'Shark Tank's' Lori Greiner on the Do's and Don'ts of Pitching
Lori Greiner knows how to sell an idea. Nicknamed "The Queen of QVC," she has made a small fortune convincing TV shoppers to buy her numerous inventions, including the Scrub Daddy and the Simply Fit Board.
As a judge on ABC's Shark Tank, she's known for having a sharp eye and quickly discerning a "hero" from a "zero." Her killer instincts have led her to invest in companies that have collectively earned more than $400 million.
Part of what makes Greiner so savvy is that she's been there and done that. When she watches a nervous entrepreneur make a pitch on the show, she can empathize because she was once in their shoes. Whether hawking her wares on TV or in a boardroom, she's learned over the years which approaches work and which fall flat. And she hasn't thrown in the towel in the face of rejection.
"Everything is a lesson," she tells Entrepreneur. "You’re constantly learning, growing and improving as you experience different things."
Here she shares some valuable pitching do's and don'ts.
"Trust your instincts and wait for the perfect place and time to launch."
Don't "rush a product launch or advance a marketing plan if your gut is telling you it’s the wrong time. You only get one shot, so do it when you think you have the best chance of success."
Be overly prepared.
"You should know your product or business inside out."
Don't go into a pitch "not knowing everything there is to know about what they’re pitching. You should be prepared to answer any question about it. Whether it’s about finances, manufacturing, inventory or processes, you should know every single detail."
"Enthusiasm and passion are infectious. I’ve seen great pitch people that with sheer passion and enthusiasm convince people to buy or invest in things that they never would have under any other circumstance."
"I’ve seen the greatest ideas fall completely flat when presented by someone who lacks enthusiasm."
"Remember if you’re trying to convince someone to invest in you, they need to not only like what you’re asking them to invest in and believe that it is a good investment for sound reasons, but they also need to like and believe in you."
"One of the biggest mistakes people make is not listening or having an arrogant attitude."

» **DATA**:
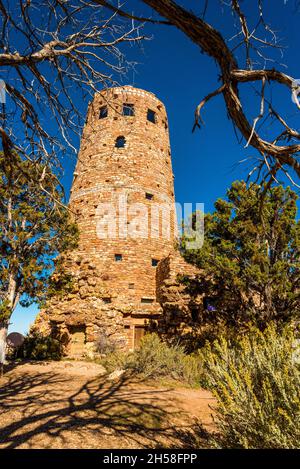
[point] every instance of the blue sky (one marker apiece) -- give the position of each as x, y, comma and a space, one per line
205, 162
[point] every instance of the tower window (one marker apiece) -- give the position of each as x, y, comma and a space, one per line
107, 299
120, 142
103, 112
151, 116
147, 300
128, 109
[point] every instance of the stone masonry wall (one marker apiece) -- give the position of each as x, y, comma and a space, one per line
109, 294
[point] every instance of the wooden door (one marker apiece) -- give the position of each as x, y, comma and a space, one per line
139, 332
77, 341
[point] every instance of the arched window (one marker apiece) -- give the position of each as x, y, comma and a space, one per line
128, 109
103, 112
151, 116
120, 142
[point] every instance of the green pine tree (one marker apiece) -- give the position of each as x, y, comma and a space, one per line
34, 227
249, 261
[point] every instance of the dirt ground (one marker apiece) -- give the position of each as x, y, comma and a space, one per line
74, 405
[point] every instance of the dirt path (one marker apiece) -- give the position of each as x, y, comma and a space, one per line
73, 405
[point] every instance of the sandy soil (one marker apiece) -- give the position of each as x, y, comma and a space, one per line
74, 405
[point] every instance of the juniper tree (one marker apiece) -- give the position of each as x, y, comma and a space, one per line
250, 259
34, 227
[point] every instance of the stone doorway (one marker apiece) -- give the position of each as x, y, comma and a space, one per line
77, 341
139, 332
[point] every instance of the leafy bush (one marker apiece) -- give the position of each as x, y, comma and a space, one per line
155, 359
256, 381
38, 347
104, 344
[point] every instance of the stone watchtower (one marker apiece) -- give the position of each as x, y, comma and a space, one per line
123, 200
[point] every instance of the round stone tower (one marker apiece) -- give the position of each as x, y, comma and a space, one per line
123, 199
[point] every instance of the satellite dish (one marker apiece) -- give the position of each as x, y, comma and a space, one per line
15, 339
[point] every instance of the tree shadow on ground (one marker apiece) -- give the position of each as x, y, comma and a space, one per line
45, 410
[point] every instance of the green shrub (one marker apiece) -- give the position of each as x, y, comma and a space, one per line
116, 361
38, 347
256, 381
155, 360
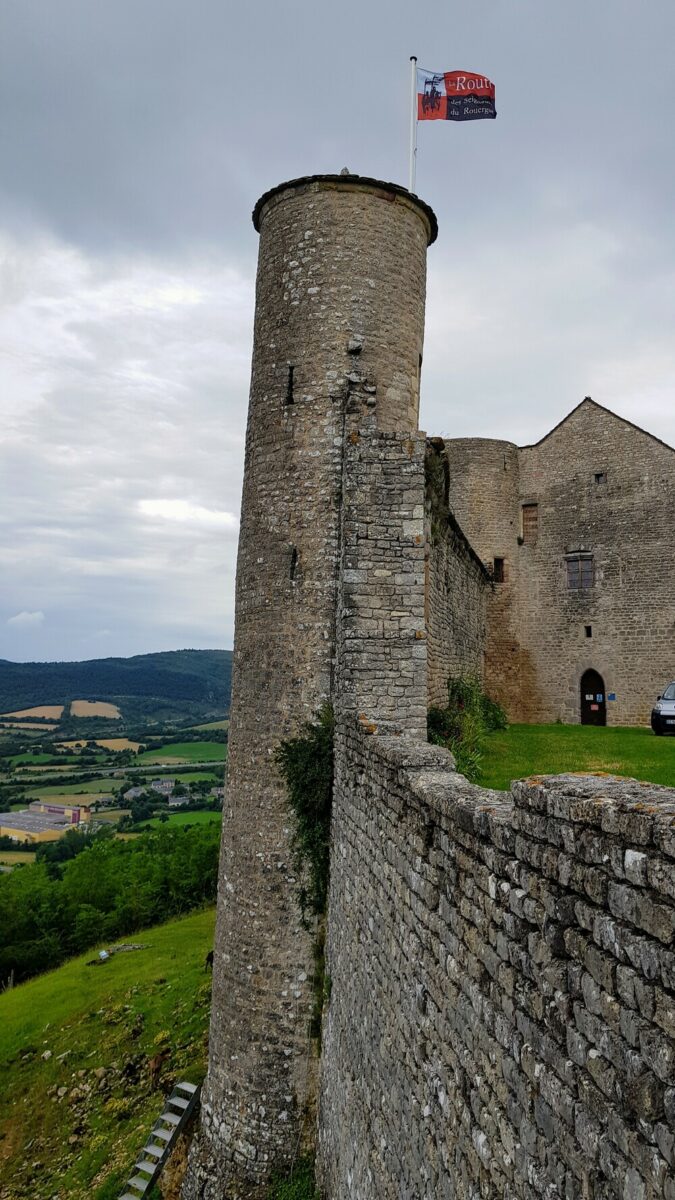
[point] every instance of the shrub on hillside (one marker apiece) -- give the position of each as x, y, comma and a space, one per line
306, 767
464, 724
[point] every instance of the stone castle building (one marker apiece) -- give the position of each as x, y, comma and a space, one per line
501, 1013
577, 532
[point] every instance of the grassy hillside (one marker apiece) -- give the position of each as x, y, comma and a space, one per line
187, 682
76, 1103
525, 750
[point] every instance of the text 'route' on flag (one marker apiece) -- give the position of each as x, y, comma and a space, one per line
454, 96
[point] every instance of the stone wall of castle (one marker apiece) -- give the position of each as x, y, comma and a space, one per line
458, 588
501, 1019
598, 486
502, 1003
339, 323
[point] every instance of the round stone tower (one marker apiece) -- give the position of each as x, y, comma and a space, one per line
339, 306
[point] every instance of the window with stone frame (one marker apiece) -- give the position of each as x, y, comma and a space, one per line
530, 523
580, 571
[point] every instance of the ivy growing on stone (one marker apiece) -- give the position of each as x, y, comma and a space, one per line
306, 766
465, 723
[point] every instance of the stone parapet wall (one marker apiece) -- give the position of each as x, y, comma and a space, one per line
502, 1017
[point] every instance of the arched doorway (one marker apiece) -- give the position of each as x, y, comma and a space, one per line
593, 700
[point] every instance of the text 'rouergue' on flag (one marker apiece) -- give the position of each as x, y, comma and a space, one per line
454, 96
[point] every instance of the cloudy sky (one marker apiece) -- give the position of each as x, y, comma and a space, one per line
135, 138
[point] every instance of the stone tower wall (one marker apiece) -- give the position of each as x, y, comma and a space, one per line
484, 497
626, 522
538, 646
339, 315
457, 587
501, 1020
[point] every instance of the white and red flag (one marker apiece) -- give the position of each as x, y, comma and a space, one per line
454, 96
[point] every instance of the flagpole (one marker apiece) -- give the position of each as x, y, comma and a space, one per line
412, 124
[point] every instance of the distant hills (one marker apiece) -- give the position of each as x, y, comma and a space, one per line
160, 687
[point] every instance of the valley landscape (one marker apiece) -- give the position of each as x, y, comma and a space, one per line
113, 793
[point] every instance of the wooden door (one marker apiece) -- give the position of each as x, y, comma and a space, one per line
593, 699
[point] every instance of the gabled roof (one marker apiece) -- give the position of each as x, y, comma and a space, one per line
602, 408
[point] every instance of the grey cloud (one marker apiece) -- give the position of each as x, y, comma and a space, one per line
135, 139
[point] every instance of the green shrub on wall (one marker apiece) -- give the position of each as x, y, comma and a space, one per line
461, 727
306, 765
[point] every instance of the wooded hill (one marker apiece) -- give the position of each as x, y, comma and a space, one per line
186, 682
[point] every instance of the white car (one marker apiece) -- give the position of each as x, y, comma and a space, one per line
663, 712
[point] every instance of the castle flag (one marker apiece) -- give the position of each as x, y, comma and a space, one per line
454, 96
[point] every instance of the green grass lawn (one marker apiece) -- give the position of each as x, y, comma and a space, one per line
180, 819
525, 750
109, 1017
189, 751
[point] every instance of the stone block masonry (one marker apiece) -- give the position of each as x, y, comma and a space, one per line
339, 329
458, 587
502, 1005
501, 1021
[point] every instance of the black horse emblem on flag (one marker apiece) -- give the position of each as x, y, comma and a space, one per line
434, 89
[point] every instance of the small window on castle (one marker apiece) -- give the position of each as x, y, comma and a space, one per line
580, 574
290, 397
530, 523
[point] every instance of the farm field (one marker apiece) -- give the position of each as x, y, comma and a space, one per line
101, 1021
95, 708
35, 760
93, 787
185, 751
183, 819
118, 744
524, 750
12, 857
53, 712
19, 726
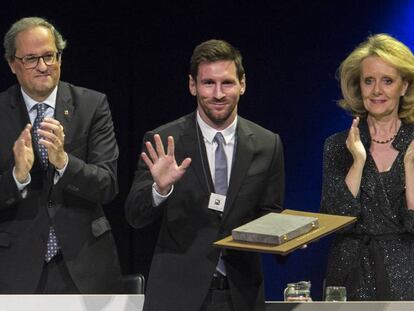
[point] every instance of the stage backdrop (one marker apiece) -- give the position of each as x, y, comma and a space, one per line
138, 53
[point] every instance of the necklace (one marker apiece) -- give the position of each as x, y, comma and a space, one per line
384, 141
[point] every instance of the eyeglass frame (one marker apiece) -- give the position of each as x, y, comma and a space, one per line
56, 55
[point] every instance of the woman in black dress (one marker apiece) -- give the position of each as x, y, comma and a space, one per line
369, 173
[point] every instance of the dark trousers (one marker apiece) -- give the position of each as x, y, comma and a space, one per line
217, 300
55, 278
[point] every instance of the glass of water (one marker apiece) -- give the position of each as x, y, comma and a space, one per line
335, 293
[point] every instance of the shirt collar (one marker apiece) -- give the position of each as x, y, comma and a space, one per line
209, 132
30, 102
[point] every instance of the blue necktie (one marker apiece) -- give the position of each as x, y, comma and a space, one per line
51, 245
52, 241
41, 109
220, 181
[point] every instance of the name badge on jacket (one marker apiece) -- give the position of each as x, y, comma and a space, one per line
217, 202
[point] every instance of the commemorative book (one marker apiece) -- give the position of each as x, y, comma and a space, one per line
275, 228
327, 225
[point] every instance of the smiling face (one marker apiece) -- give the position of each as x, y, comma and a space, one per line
381, 87
218, 91
40, 81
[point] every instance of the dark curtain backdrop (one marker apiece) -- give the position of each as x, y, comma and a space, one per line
137, 52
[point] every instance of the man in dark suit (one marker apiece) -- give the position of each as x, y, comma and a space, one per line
198, 204
58, 161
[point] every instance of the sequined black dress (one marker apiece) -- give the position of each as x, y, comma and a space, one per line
374, 257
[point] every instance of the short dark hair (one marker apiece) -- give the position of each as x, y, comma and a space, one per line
215, 50
9, 41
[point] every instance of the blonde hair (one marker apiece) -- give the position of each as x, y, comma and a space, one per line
392, 52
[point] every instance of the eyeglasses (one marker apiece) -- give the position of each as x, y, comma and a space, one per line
30, 61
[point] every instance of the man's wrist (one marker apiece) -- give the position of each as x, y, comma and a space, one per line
162, 192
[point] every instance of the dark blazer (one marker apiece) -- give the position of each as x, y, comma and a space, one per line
184, 259
75, 201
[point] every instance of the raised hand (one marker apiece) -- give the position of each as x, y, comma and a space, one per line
53, 138
23, 154
354, 144
409, 155
163, 167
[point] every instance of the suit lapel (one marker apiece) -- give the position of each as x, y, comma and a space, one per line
19, 116
192, 141
64, 108
243, 158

» **QUESTIONS ON THE MATERIAL**:
1/ Please quote the Lori Greiner article word for word, between "As a judge on" and "do's and don'ts.", inclusive.
2/ In the Lori Greiner article, what nickname has Greiner been given?

» **SOLUTIONS**:
1/
As a judge on ABC's Shark Tank, she's known for having a sharp eye and quickly discerning a "hero" from a "zero." Her killer instincts have led her to invest in companies that have collectively earned more than $400 million.
Part of what makes Greiner so savvy is that she's been there and done that. When she watches a nervous entrepreneur make a pitch on the show, she can empathize because she was once in their shoes. Whether hawking her wares on TV or in a boardroom, she's learned over the years which approaches work and which fall flat. And she hasn't thrown in the towel in the face of rejection.
"Everything is a lesson," she tells Entrepreneur. "You’re constantly learning, growing and improving as you experience different things."
Here she shares some valuable pitching do's and don'ts.

2/ "The Queen of QVC."